State how many lines of the records contain the string "wearing", and give no other information.

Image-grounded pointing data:

———

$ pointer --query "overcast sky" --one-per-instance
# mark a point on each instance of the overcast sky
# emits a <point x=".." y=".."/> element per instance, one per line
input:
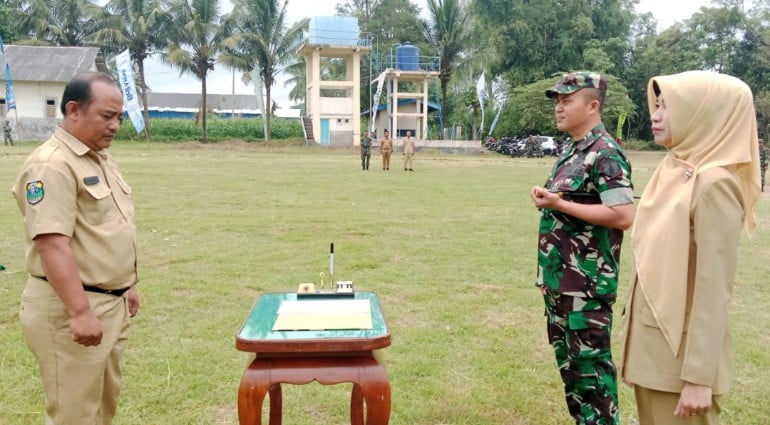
<point x="163" y="79"/>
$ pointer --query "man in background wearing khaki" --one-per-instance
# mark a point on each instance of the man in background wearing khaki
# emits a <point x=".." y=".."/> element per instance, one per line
<point x="386" y="148"/>
<point x="81" y="256"/>
<point x="408" y="151"/>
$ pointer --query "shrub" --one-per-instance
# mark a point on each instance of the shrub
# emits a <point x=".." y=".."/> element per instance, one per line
<point x="248" y="129"/>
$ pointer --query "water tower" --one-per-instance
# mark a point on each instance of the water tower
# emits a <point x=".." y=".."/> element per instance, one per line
<point x="407" y="80"/>
<point x="333" y="106"/>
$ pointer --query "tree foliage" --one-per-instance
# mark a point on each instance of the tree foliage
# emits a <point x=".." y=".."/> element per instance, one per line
<point x="197" y="38"/>
<point x="263" y="41"/>
<point x="529" y="111"/>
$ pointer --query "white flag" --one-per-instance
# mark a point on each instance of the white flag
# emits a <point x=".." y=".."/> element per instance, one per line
<point x="256" y="79"/>
<point x="130" y="99"/>
<point x="481" y="92"/>
<point x="376" y="101"/>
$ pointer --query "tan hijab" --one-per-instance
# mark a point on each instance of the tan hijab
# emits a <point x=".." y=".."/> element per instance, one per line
<point x="713" y="124"/>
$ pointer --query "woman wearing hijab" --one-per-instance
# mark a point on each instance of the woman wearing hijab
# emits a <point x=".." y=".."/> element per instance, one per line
<point x="677" y="348"/>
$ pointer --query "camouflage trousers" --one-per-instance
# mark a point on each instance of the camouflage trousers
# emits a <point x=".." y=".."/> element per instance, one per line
<point x="579" y="332"/>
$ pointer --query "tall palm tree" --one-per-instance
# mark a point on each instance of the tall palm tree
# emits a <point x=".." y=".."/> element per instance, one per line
<point x="58" y="22"/>
<point x="141" y="27"/>
<point x="196" y="41"/>
<point x="445" y="31"/>
<point x="264" y="42"/>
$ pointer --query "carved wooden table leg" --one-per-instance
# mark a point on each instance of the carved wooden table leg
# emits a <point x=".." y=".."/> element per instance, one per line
<point x="370" y="385"/>
<point x="276" y="404"/>
<point x="376" y="391"/>
<point x="251" y="394"/>
<point x="357" y="406"/>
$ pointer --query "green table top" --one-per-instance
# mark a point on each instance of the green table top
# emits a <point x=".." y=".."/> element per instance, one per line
<point x="259" y="323"/>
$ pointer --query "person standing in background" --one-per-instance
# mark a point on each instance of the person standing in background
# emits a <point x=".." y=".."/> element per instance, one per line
<point x="366" y="154"/>
<point x="408" y="151"/>
<point x="386" y="148"/>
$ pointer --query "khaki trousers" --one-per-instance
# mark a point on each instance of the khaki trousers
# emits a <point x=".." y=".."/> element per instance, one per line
<point x="657" y="408"/>
<point x="81" y="383"/>
<point x="385" y="160"/>
<point x="408" y="161"/>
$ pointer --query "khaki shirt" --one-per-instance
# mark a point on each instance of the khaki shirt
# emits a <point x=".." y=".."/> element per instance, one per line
<point x="66" y="188"/>
<point x="409" y="145"/>
<point x="386" y="145"/>
<point x="705" y="356"/>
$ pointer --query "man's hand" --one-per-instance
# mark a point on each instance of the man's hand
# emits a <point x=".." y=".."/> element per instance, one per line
<point x="543" y="198"/>
<point x="86" y="329"/>
<point x="133" y="301"/>
<point x="694" y="400"/>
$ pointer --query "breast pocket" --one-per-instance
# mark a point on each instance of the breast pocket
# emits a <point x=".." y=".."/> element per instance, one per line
<point x="124" y="200"/>
<point x="97" y="205"/>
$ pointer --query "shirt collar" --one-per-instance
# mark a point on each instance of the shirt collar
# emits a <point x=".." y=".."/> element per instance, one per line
<point x="76" y="146"/>
<point x="595" y="134"/>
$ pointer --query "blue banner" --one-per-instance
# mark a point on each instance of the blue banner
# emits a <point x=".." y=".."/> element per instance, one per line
<point x="9" y="99"/>
<point x="127" y="86"/>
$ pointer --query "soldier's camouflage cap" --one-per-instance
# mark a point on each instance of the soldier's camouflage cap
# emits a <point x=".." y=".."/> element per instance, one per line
<point x="574" y="81"/>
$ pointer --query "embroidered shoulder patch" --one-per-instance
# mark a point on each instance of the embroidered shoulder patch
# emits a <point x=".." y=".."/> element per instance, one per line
<point x="35" y="192"/>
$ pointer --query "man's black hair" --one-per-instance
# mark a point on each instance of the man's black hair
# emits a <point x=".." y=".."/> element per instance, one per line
<point x="79" y="89"/>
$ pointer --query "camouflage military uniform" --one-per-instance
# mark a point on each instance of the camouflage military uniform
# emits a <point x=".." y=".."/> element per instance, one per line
<point x="578" y="274"/>
<point x="763" y="159"/>
<point x="366" y="154"/>
<point x="7" y="133"/>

———

Response to the exercise: 4